Reading passage:
Ronnie Shields: Adamek has the ability to make Arreola pull a ‘No Mas’

Adamek vs Arreolaby Geoffrey Ciani – This week’s edition of On the Ropes Boxing Radio featured an exclusive interviews with trainers Ronnie Shields and Roger Bloodworth, both of whom have worked with Tomasz Adamek during preparations for his April 24 bout against Christ Arreola. Adamek was previously trained by Andrew Gmitruk who is no longer working with Adamek due to health reasons. For Shields and Bloodworth, this is not the first time the two have worked together when preparing a fighter for battle. Here are some excerpts from the Ronnie Shields interview:

On Tomasz Adamek’s preparations for his bout with Chris Arreola:
“Oh his preparations have been going great. Tomasz is a really, really good dedicated fighter and in one more week everybody is going to see how good of shape he’s going to be in and he’s going to be victorious next Saturday night.”

On what he says in Adamek as a heavyweight:
“He’s a very fast fighter. He’s a guy that his foot speed is really, really great—he has a great foot speed and his hand speed is really phenomenal and he comes with a punch. He gives you a little bit of everything..”

Regarding what he believes Adamek needs to do to be successful against Arreola:
“I think he has to use a really good jab. He has to make Arreola respect his jab and he has to make him respect his punching power. I think very early you’re going to see that. You’re going to see that Arreola is a really strong fighter, so the thing is not to just stand right in front of him and just let him trade punches with you. The thing about Tomasz, like I said earlier, he’s very fast and he’s going to use his combinations and I think Arreola is going to be surprised by the speed of Tomasz Adamek.”

On his working relationship with Roger Bloodworth in co-training Adamek:
“I trained with Roger when we both worked for Main Events back in the Lou Duva days and Roger and I were together for probably eight years. His style is similar to mine. He knows exactly what I want a guy to do and vice versa, I know he knows what I expect from a guy so it wasn’t a hard transition for us because like I said, we knew each other so well. The training camp has been going good. Roger came in, he’s been here for about two weeks and I had Tomasz by myself for like six weeks when Roger was over in New Zealand with David Tua for his fight. When he came back, he came here a couple of weeks ago and just joined right in and it’s like he was always there because he knows me so well and I know him so well that everything just blended in and worked out well.”

On how the transition from Andrew Gmitruk to Ronnie and Roger has worked for Adamek:
“It’s been really great. The thing about it is, it doesn’t take long when you know what you’re doing. It doesn’t take long for a fighter to realize that I can understand what he’s telling me. He knows I have his best interest at heart right away.”

Brief 1:
Pick out and copy every row that contains the word "shorts", treating uppercase and lowercase as different.
The boxing interview and the rows have nothing to do with each other.

Records shown:
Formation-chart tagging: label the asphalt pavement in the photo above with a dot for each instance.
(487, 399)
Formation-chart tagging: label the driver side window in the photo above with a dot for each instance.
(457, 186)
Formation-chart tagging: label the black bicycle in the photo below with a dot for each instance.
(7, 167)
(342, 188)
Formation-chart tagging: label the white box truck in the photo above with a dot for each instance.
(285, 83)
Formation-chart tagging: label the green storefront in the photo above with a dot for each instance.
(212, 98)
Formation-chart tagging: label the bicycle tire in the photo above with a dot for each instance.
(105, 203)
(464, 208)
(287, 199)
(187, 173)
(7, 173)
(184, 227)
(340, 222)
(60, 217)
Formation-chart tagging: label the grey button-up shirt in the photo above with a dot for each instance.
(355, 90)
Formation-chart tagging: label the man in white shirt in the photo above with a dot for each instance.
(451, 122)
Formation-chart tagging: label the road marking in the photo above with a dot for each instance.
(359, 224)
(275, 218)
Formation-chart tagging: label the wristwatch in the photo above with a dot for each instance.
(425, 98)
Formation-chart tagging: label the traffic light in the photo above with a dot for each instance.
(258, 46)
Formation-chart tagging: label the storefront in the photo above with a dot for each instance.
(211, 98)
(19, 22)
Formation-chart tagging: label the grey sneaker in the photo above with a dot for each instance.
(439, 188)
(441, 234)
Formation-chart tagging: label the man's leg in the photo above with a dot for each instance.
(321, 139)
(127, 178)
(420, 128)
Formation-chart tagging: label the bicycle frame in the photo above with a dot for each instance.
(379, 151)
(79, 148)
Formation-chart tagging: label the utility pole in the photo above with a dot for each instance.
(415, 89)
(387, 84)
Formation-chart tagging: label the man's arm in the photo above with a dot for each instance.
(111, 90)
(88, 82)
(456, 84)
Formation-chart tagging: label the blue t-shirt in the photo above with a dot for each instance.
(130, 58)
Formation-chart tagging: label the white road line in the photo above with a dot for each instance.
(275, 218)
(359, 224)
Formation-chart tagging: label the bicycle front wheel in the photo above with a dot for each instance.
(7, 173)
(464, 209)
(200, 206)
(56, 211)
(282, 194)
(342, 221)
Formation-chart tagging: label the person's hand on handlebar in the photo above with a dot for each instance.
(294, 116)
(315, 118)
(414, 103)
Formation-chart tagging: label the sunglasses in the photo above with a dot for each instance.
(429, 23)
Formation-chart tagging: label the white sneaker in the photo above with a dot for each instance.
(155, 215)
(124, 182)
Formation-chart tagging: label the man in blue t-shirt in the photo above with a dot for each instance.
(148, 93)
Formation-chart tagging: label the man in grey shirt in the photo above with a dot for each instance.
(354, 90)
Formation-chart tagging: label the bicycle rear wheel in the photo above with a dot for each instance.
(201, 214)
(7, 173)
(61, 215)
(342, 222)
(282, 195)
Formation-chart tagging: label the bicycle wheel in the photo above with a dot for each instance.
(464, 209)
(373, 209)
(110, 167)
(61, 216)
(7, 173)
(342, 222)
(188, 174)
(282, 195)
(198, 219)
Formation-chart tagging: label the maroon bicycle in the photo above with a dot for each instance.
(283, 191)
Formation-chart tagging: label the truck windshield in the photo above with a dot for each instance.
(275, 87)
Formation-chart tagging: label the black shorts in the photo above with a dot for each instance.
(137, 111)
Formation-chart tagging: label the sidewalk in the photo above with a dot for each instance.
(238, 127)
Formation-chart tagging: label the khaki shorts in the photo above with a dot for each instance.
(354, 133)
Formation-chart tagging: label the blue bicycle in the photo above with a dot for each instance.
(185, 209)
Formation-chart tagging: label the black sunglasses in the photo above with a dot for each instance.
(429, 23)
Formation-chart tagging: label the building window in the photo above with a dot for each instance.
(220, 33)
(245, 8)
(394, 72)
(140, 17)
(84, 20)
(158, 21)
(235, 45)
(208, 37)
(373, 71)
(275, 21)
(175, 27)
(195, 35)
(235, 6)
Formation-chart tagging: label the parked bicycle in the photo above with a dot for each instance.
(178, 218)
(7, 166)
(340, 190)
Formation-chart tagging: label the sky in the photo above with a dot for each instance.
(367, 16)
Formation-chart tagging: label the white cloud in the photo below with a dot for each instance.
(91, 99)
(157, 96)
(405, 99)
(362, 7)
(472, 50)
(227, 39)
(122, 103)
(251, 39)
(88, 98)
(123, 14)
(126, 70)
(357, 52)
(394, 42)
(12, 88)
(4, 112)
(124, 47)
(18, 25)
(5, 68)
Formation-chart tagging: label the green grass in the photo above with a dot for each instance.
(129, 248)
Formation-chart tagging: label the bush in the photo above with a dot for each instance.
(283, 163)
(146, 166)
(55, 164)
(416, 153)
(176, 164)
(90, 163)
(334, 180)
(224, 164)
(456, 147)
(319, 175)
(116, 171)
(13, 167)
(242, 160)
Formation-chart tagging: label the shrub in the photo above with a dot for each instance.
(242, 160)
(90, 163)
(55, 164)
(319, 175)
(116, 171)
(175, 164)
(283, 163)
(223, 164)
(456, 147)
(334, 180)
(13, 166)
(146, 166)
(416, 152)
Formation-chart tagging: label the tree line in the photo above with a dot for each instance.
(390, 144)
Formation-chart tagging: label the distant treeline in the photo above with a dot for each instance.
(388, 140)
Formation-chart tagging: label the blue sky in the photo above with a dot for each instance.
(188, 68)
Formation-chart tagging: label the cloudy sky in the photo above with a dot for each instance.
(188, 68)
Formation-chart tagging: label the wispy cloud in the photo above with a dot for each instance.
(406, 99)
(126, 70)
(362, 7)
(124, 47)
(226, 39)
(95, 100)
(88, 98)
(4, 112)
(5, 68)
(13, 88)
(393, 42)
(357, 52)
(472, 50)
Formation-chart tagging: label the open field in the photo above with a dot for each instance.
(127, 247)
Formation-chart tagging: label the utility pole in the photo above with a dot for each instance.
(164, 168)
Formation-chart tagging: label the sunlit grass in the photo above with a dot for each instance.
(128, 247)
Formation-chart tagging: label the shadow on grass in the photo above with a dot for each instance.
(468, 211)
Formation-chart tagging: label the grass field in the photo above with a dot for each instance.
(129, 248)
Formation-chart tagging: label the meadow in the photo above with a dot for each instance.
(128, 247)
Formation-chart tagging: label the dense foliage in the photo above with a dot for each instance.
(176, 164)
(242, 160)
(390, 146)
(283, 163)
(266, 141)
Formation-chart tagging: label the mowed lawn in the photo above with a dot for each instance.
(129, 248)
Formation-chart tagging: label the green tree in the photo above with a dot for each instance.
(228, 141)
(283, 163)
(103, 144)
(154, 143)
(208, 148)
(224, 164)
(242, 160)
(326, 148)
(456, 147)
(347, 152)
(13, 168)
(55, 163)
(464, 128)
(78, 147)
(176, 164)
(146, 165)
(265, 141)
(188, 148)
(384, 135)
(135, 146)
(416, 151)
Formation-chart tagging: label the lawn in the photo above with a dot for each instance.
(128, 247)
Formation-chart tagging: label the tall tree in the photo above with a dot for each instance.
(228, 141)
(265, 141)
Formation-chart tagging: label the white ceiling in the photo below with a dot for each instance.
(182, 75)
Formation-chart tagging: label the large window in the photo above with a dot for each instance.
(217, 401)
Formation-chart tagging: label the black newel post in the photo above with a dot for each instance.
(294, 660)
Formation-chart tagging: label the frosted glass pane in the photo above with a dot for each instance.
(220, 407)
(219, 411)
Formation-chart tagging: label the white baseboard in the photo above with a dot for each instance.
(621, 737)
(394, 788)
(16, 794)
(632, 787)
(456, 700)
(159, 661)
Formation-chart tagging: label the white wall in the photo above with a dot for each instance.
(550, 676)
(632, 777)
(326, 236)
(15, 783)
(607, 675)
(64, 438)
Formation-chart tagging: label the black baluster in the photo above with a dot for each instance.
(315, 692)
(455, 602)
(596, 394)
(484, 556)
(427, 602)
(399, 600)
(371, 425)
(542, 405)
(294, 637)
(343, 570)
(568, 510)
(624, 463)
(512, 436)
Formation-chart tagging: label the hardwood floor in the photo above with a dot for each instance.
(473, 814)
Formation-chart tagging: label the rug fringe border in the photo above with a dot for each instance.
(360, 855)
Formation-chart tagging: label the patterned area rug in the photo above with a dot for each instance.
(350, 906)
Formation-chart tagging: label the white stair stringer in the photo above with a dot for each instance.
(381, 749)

Brief 2:
Extend the boxing interview with new text that picks up after its final sentence.

Exercise answer 1:
Formation-chart tagging: label the black shorts in the photo above with a dot for each instance.
Formation-chart tagging: label the khaki shorts in the photo above with a dot for each instance.

Exercise answer 2:
On whether he thinks Adamek can stand up to Arreola’s best shots::
“I think without a doubt. I think the best way you prove that you can take a punch is not to get hit at all. That’s the best way and that’s one thing I’ve been working with him on a lot is moving his head. I even got him bobbing and weaving some at some point. At some point you’re going to see him doing a lot of different things, but the most important thing is that Tomasz has to realize that he’s a boxer. He’s not a one punch knockout kind of guy and once I got that across to him he realized that I’m right, that that’s the best thing for him to do is to sit on the outside and box. I did watch the Jason Estrada fight and he got hit with punches he should have never gotten hit with. Can he stand up to those punches with Arreola? Hey, if you don’t get hit with them then you don’t have to worry about them.”

His views on Evander Holyfield continuing on with his career at age 47:
“As you know I was with Holyfield until he fought (Sultan) Ibragimov. I quit after that fight because I just felt it was time for him to call it a career. He decided he wanted to continue on but I just couldn’t do it because I felt at the time that he was too old for me to continue with and maybe he should retire, but Evander is his own man. I saw the fight with (Francois) Botha and in the beginning he didn’t look good at all, but he picked it up when it really counted and he won—but that was against an out of shape Frans Botha. With him trying to fight a guy like the Klitschko brothers, I think that would be deadly for him, and I just feel that Evander should call it a career and just enjoy the fruits of life.”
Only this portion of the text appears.